Die genauen Anteile der erfassten Internetkommunikation schlüsselt das Kontrollgremium zwar auf, die Zahlen sind im publik gemachten Dokument aber genauso geschwärzt wie viele andere Details. Die Fernmeldeaufklärung mit massenhaften Datenbeständen erfolgt dem Ausschuss zufolge mehr oder weniger gezielt, da sie drei Filter- und Selektionsverfahren durchlaufe. So würden zunächst spezielle Netzstrecken ausgewählt und im Anschluss Kommunikationsdaten sowie Inhalte anhand spezieller Rufnummern oder Internetadressen erhoben. Dann würde entschieden, was davon von einem Menschen gelesen, analysiert oder gespeichert werden solle.

NSA-Skandal

Die NSA, der britische GCHQ und andere westliche Geheimdienste greifen in großem Umfang internationale Kommunikation ab, spionieren Unternehmen sowie staatliche Stellen aus und verpflichten Dienstleister im Geheimen zur Kooperation. Einzelheiten dazu hat Edward Snowden enthüllt.

AUFGABENZIEL:
Gib den Textauszug über die Fernmeldeaufklärung ab „Die genauen Anteile“ bis einschließlich „gespeichert werden solle.“ wortgetreu wieder. Die nachstehenden Zeilen stammen aus einer anderen Quelle.

BEREITGESTELLTE ANGABEN:
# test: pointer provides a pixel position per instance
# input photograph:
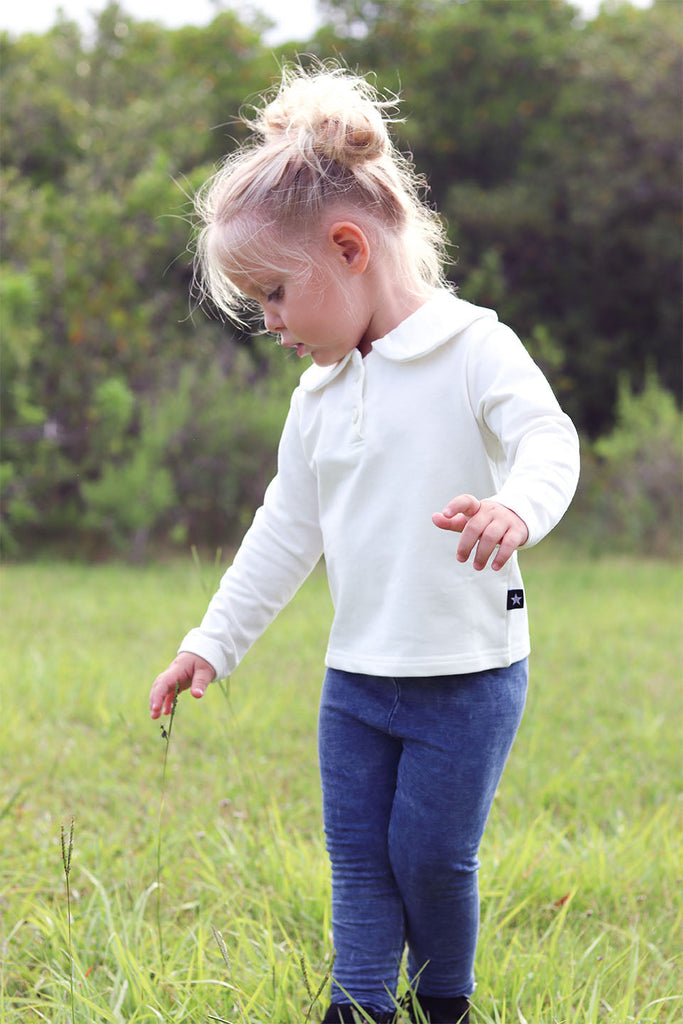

LÖSUNG:
Die genauen Anteile der erfassten Internetkommunikation schlüsselt das Kontrollgremium zwar auf, die Zahlen sind im publik gemachten Dokument aber genauso geschwärzt wie viele andere Details. Die Fernmeldeaufklärung mit massenhaften Datenbeständen erfolgt dem Ausschuss zufolge mehr oder weniger gezielt, da sie drei Filter- und Selektionsverfahren durchlaufe. So würden zunächst spezielle Netzstrecken ausgewählt und im Anschluss Kommunikationsdaten sowie Inhalte anhand spezieller Rufnummern oder Internetadressen erhoben. Dann würde entschieden, was davon von einem Menschen gelesen, analysiert oder gespeichert werden solle.